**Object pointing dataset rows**
• • • • • • •

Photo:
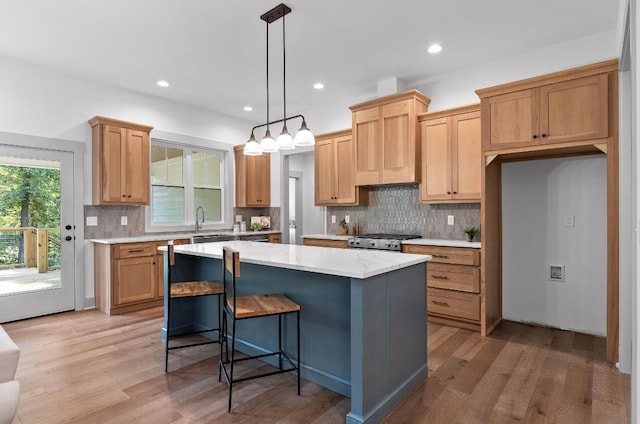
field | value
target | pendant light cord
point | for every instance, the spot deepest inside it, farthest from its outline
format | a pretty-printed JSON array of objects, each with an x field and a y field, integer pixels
[
  {"x": 267, "y": 77},
  {"x": 284, "y": 75}
]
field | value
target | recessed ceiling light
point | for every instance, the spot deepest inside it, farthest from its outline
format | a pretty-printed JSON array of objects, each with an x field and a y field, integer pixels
[{"x": 434, "y": 48}]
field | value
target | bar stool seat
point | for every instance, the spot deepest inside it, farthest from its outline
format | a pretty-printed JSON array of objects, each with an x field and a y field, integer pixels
[
  {"x": 187, "y": 289},
  {"x": 238, "y": 308}
]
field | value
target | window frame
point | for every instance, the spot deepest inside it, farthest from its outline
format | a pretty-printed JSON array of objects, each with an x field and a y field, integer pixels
[{"x": 226, "y": 186}]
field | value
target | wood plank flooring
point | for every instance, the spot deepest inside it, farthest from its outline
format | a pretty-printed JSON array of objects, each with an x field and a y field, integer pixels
[{"x": 88, "y": 367}]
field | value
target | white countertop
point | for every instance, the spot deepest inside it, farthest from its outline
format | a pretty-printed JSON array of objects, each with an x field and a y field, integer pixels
[
  {"x": 421, "y": 241},
  {"x": 160, "y": 237},
  {"x": 444, "y": 242},
  {"x": 328, "y": 236},
  {"x": 354, "y": 263}
]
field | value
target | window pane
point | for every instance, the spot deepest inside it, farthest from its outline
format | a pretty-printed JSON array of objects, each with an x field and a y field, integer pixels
[
  {"x": 174, "y": 168},
  {"x": 167, "y": 204},
  {"x": 213, "y": 169},
  {"x": 211, "y": 199},
  {"x": 158, "y": 164},
  {"x": 199, "y": 163}
]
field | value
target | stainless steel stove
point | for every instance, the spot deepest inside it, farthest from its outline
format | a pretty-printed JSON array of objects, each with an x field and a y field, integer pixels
[{"x": 380, "y": 241}]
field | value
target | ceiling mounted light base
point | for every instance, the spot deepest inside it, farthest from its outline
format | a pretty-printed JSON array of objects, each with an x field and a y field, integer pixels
[{"x": 276, "y": 13}]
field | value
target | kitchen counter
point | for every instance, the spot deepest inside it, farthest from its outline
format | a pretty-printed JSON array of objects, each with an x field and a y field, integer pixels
[
  {"x": 444, "y": 242},
  {"x": 329, "y": 236},
  {"x": 176, "y": 236},
  {"x": 362, "y": 318},
  {"x": 353, "y": 263}
]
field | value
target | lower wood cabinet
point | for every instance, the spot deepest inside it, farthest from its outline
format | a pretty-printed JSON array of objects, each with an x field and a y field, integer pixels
[
  {"x": 340, "y": 244},
  {"x": 129, "y": 276},
  {"x": 453, "y": 284}
]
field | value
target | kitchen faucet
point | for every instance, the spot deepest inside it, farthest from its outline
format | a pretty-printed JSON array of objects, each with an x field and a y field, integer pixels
[{"x": 199, "y": 223}]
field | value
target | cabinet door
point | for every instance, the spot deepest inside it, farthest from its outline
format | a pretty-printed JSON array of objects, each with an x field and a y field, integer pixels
[
  {"x": 399, "y": 143},
  {"x": 134, "y": 279},
  {"x": 511, "y": 120},
  {"x": 436, "y": 160},
  {"x": 258, "y": 180},
  {"x": 466, "y": 157},
  {"x": 136, "y": 157},
  {"x": 367, "y": 146},
  {"x": 574, "y": 110},
  {"x": 324, "y": 172},
  {"x": 112, "y": 154},
  {"x": 344, "y": 182}
]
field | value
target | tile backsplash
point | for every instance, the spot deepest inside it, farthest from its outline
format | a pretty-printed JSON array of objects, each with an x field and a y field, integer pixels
[{"x": 396, "y": 209}]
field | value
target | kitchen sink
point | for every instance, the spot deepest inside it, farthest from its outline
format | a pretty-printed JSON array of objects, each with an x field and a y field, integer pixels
[{"x": 209, "y": 238}]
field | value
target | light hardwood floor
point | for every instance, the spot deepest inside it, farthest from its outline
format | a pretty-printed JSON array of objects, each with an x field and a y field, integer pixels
[{"x": 88, "y": 367}]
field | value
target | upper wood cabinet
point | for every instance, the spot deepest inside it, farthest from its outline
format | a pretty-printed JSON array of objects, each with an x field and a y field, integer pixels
[
  {"x": 556, "y": 108},
  {"x": 334, "y": 176},
  {"x": 386, "y": 140},
  {"x": 451, "y": 156},
  {"x": 253, "y": 179},
  {"x": 120, "y": 162}
]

• • • • • • •

**Set exercise**
Count the lines in the entries above that contain the string "kitchen". Give only the number.

**Answer for the task**
3